[START Document excerpt]

Gilbert Étienne (22 June 1928 – 17 May 2014) was a Swiss economist, author and professor. Étienne is best known for his extensive publishing on economic subjects related to India, China and Pakistan. He was a professor at the Graduate Institute of International Studies in Geneva for over 30 years.

Early life
Étienne was born in Neuchâtel, Switzerland. His first studies were in law, and he received a degree from the University of Neuchâtel in 1951. Following this, he studied at the National Institute of Oriental Languages and Civilizations (Inalco) in Paris. As a student of Inalco he spent a year doing doctoral research (from 1952 to 1953) in India and Pakistan, where he also spent time teaching in Lahore. In 1955 he defended his doctoral thesis India: economy and population, which was published the following year by Droz.

[END Document excerpt]

*Required task 1*
Reproduce the stretch of entries from the line containing "drop a point: the horse's mane" through the end of the entries, both ends included.

[START Data in this exercise]

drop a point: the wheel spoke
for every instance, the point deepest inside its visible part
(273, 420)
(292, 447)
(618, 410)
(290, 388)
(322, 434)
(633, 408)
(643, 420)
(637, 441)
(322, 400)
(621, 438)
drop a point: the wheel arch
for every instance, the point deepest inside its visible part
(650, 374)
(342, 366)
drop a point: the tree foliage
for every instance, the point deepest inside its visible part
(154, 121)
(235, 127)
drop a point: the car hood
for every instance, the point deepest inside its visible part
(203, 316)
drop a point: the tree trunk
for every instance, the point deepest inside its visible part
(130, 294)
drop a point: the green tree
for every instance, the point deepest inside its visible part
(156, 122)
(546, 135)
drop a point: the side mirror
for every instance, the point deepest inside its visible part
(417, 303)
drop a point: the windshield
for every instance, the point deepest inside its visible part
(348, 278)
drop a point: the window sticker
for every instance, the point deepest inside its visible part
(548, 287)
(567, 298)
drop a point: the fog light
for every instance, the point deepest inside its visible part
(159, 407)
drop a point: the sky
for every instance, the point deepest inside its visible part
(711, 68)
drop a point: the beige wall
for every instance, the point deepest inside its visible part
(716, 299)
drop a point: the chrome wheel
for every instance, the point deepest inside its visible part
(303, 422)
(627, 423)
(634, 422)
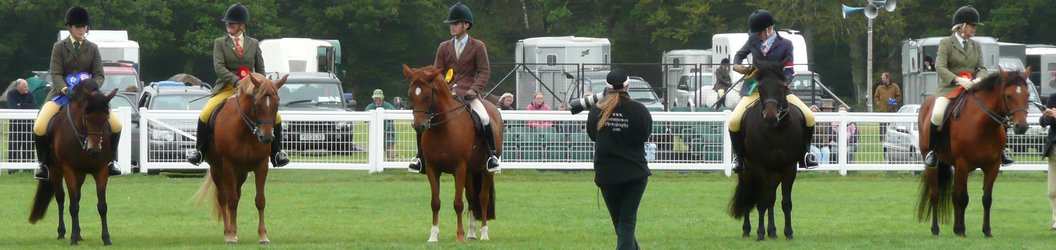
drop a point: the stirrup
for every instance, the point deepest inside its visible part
(493, 165)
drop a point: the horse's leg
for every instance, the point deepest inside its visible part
(489, 181)
(960, 197)
(990, 175)
(260, 175)
(60, 200)
(787, 203)
(434, 187)
(100, 192)
(73, 184)
(459, 206)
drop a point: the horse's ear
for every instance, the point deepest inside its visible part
(408, 72)
(281, 81)
(112, 94)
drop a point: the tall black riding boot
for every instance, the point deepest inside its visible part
(114, 140)
(204, 135)
(41, 146)
(279, 158)
(737, 142)
(493, 159)
(931, 159)
(417, 166)
(809, 159)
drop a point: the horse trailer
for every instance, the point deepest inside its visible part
(547, 62)
(918, 82)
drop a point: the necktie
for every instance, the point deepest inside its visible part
(457, 49)
(238, 46)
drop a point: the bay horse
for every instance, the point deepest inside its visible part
(80, 146)
(242, 141)
(450, 145)
(977, 138)
(773, 146)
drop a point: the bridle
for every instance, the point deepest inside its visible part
(432, 113)
(1000, 119)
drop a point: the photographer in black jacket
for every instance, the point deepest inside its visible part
(620, 127)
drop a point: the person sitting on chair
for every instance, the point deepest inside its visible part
(766, 44)
(233, 56)
(71, 55)
(469, 77)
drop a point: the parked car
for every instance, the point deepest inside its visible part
(167, 145)
(901, 139)
(313, 91)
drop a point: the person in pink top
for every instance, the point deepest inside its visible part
(539, 104)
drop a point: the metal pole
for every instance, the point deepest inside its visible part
(868, 71)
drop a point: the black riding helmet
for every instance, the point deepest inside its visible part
(459, 13)
(77, 16)
(237, 14)
(966, 15)
(759, 20)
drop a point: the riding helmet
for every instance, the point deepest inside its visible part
(459, 13)
(966, 15)
(77, 16)
(237, 14)
(759, 20)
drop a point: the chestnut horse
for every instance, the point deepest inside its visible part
(450, 145)
(977, 137)
(773, 145)
(80, 146)
(243, 134)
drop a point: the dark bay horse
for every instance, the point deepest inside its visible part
(977, 137)
(243, 134)
(773, 145)
(450, 145)
(80, 139)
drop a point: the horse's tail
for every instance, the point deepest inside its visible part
(945, 184)
(45, 192)
(207, 193)
(474, 197)
(745, 197)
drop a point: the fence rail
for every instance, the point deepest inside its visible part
(379, 140)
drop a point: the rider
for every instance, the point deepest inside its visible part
(468, 57)
(234, 56)
(957, 54)
(71, 55)
(766, 44)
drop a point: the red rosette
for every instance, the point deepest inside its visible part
(243, 72)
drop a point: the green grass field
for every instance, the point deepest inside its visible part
(535, 210)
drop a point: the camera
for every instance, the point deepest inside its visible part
(586, 102)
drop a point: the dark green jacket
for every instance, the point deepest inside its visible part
(226, 60)
(953, 59)
(66, 61)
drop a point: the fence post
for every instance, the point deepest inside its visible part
(842, 132)
(727, 150)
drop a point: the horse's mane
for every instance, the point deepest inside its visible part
(994, 79)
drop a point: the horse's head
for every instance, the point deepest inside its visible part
(1016, 94)
(426, 91)
(772, 89)
(94, 108)
(262, 96)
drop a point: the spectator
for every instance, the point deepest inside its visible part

[END Data in this exercise]

*Required task 2*
Write out the passage on Gilbert Étienne in full, word for word.

*Answer 1*
drop a point: the horse's mane
for every instance, the point deepest inside its visible part
(994, 79)
drop a point: the horse's head
for every instance, the point deepest inside its visible part
(1016, 94)
(426, 91)
(772, 89)
(94, 108)
(262, 96)
drop a point: the spectator
for every instance, the point deepest inside its visible part

*Answer 2*
Gilbert Étienne (22 June 1928 – 17 May 2014) was a Swiss economist, author and professor. Étienne is best known for his extensive publishing on economic subjects related to India, China and Pakistan. He was a professor at the Graduate Institute of International Studies in Geneva for over 30 years.

Early life
Étienne was born in Neuchâtel, Switzerland. His first studies were in law, and he received a degree from the University of Neuchâtel in 1951. Following this, he studied at the National Institute of Oriental Languages and Civilizations (Inalco) in Paris. As a student of Inalco he spent a year doing doctoral research (from 1952 to 1953) in India and Pakistan, where he also spent time teaching in Lahore. In 1955 he defended his doctoral thesis India: economy and population, which was published the following year by Droz.